◆ The problem
Please rewrite the rows below, swapping every "wheelchair" for "stroller" and changing nothing else. Leave the pictures out of your answer.

(Saved data entries)
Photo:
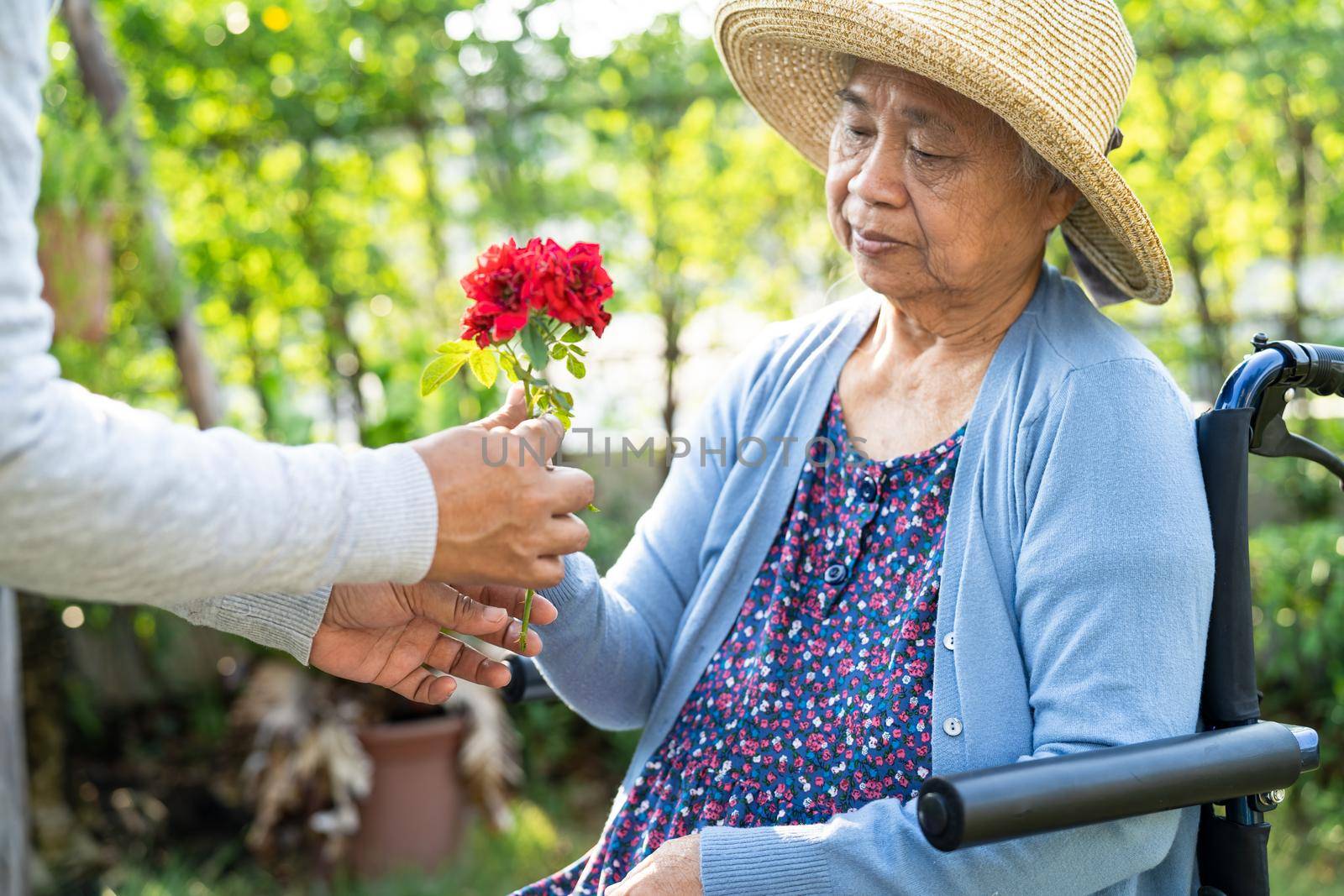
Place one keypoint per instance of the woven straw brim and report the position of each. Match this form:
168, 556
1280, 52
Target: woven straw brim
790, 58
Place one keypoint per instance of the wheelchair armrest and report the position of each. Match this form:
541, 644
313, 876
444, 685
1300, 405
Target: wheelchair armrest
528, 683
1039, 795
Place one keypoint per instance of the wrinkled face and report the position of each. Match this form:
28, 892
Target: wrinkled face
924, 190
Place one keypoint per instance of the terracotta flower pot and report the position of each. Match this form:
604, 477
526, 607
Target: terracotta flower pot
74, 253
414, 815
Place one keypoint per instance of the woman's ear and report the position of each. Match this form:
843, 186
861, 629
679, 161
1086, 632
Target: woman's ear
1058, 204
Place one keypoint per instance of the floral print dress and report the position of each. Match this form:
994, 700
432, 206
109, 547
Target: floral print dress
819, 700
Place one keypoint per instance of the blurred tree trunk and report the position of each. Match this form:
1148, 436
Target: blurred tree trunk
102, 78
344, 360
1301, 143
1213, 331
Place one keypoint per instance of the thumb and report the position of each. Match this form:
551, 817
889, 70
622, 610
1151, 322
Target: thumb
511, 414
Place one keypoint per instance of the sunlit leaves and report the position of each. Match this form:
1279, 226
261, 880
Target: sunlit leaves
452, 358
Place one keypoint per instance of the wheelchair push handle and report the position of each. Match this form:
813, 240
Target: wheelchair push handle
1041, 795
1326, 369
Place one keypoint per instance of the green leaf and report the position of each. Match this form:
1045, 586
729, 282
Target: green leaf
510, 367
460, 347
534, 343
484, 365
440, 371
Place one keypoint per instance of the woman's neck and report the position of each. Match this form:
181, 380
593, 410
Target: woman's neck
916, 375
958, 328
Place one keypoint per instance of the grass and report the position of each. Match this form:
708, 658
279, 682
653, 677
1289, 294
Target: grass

◆ Exercise output
Photo:
Place one keypoint per instance of the woven straw brim and report the position of each. Match this form:
168, 556
1280, 52
Target: woven straw brim
790, 58
Place one keypoint per instance of the stroller armrest and report the position of each. Match this form:
541, 644
313, 876
444, 685
1300, 405
Target: stroller armrest
528, 683
1039, 795
Place one keypoint per instance of the wrinkled face and report the position of each. Match this form:
28, 892
Target: wrinkled face
924, 190
Place one keypoint per instance of the terracotta flower pot and report the position of each. Match this form:
604, 477
526, 607
Target: terracotta flower pot
74, 253
414, 815
Place one keypoint per instance of the woman's ear and report the position of each. Match this form:
843, 186
861, 629
679, 161
1086, 632
Target: woman's ear
1058, 204
Place one keypoint per instance of the floral print dress and report the position of each. Match this form:
994, 700
432, 206
109, 547
Target: floral print dress
819, 700
Place one keypoint per instance of the blurred tree trunk and report the position of each. Match this form:
1148, 436
Target: blurred tree trunk
102, 78
344, 360
1301, 143
1213, 331
Place one keypoint per instance of the thumb and report the position of each. Match this form:
551, 817
889, 70
622, 610
1151, 322
Target: thumb
511, 414
Place one keypoint per instance of the sunlit leaves and report the position of each. Match this form:
1279, 226
261, 880
Target: sunlit leaves
452, 358
Place one keypoint per instance of the stroller push handle and report the position of each. Match this form:
813, 240
Target: stroller push handle
1041, 795
1326, 369
Place one keypoint per instance of the green leaf and report the position of each. Match this form:
1045, 586
729, 282
Target: green leaf
510, 367
460, 347
534, 343
484, 365
440, 371
Place one keypoint per instance of the woman's neck and report the position of each. Match this form:
181, 380
593, 410
Target: woman's neck
916, 375
958, 328
Place one keypoint per instance of the grass and report the position of each. Match this form:
708, 658
279, 682
653, 677
1289, 294
Target: grass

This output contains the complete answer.